■ PROBLEM REQUIREMENTS:
Copy the lines starting with the line with "In this exercise you will indicate the yellow-green" and going on through the end of the records, keeping every line. Shift each x and y value in the answer coordinates by -59, and leave the sample coordinates as they are.

----- MATERIAL SUPPLIED

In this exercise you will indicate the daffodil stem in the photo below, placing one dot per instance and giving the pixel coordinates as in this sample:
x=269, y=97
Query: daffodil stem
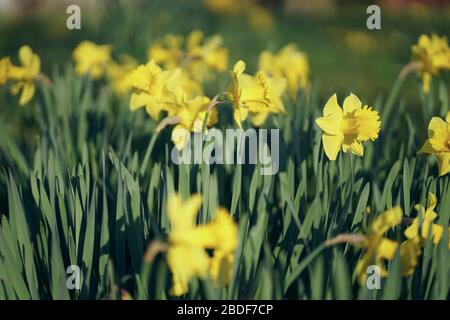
x=148, y=152
x=391, y=100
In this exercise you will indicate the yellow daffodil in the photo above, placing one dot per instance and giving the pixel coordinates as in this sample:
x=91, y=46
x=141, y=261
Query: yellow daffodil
x=438, y=143
x=226, y=235
x=348, y=127
x=155, y=89
x=378, y=247
x=120, y=74
x=91, y=59
x=190, y=86
x=167, y=52
x=25, y=75
x=187, y=256
x=5, y=65
x=277, y=87
x=251, y=93
x=198, y=57
x=433, y=55
x=422, y=226
x=289, y=63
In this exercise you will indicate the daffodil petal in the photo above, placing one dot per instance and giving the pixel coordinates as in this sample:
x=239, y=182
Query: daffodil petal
x=332, y=144
x=351, y=103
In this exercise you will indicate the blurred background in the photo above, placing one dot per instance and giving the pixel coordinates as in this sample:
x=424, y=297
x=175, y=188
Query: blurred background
x=344, y=55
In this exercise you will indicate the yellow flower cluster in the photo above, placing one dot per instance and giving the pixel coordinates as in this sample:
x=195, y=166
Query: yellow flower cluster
x=187, y=256
x=348, y=127
x=259, y=95
x=288, y=63
x=24, y=75
x=198, y=56
x=96, y=61
x=438, y=142
x=378, y=248
x=433, y=55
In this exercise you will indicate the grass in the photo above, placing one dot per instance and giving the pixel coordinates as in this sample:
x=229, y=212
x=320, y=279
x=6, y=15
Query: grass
x=84, y=182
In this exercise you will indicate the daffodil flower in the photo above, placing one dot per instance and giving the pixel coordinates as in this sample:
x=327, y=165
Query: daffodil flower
x=191, y=114
x=423, y=227
x=433, y=55
x=198, y=57
x=156, y=89
x=92, y=59
x=5, y=66
x=378, y=247
x=348, y=127
x=277, y=87
x=25, y=75
x=250, y=93
x=187, y=256
x=438, y=142
x=289, y=63
x=120, y=74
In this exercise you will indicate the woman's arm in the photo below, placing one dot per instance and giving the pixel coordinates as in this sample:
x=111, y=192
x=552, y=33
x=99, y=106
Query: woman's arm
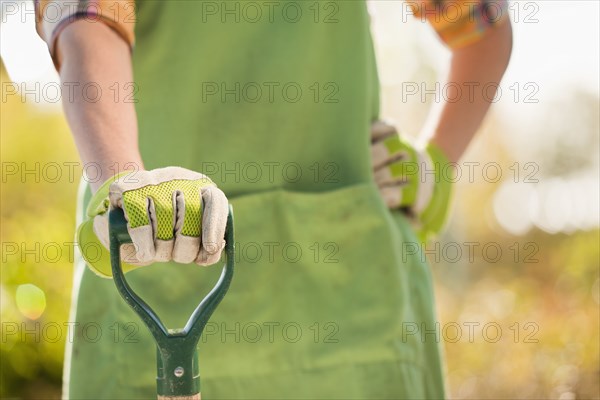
x=105, y=131
x=482, y=62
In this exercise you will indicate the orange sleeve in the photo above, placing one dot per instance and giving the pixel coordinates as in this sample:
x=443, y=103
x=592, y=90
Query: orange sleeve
x=461, y=22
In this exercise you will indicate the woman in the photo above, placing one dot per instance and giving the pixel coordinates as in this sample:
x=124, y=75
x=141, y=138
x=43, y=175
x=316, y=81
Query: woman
x=274, y=102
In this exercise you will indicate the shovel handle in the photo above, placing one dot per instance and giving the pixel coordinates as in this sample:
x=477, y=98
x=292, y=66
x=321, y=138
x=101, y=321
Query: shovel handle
x=178, y=376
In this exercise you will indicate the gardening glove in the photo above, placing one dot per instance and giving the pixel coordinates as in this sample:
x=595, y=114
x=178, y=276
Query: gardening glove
x=172, y=214
x=410, y=179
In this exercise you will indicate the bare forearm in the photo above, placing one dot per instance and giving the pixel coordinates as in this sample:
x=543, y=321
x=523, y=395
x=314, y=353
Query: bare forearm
x=104, y=127
x=482, y=64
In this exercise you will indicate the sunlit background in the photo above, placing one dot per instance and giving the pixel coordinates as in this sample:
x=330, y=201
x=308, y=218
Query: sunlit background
x=521, y=254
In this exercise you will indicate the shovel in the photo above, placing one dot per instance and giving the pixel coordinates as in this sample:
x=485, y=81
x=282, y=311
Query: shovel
x=178, y=376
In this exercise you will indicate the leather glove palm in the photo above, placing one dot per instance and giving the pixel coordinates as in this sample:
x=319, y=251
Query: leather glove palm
x=172, y=214
x=411, y=179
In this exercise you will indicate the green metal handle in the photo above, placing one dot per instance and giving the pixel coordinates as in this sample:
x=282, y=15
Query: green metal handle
x=177, y=357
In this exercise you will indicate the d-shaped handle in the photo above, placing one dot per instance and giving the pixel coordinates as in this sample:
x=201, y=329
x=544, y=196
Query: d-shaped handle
x=177, y=359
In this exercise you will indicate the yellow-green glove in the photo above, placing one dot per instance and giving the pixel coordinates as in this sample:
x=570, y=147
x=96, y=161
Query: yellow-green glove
x=411, y=179
x=172, y=213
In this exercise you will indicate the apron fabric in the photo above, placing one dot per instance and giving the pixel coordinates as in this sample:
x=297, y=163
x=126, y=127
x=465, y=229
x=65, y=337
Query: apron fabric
x=325, y=299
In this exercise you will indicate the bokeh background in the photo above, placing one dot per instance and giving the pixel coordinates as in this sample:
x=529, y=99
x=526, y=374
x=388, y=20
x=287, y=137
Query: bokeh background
x=517, y=273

----------

■ CORRECT RESULT:
In this exercise you will indicate the yellow-green glove in the photo above, placing one dot per instance and giving the pixel coordinates as in this sample:
x=570, y=147
x=96, y=161
Query: yellow-green glove
x=352, y=120
x=113, y=154
In this exercise you will indicate the apron fabric in the photo above, placing one dot per instance and giving the pixel coordinates as in this sample:
x=297, y=163
x=126, y=127
x=465, y=229
x=65, y=337
Query: apron fabric
x=266, y=240
In this exercise you will indicate the bokeh background in the photo above, placing one dot per instance and giving the pixel coordinates as in this sample:
x=529, y=99
x=526, y=374
x=388, y=20
x=287, y=137
Query: bokeh background
x=458, y=214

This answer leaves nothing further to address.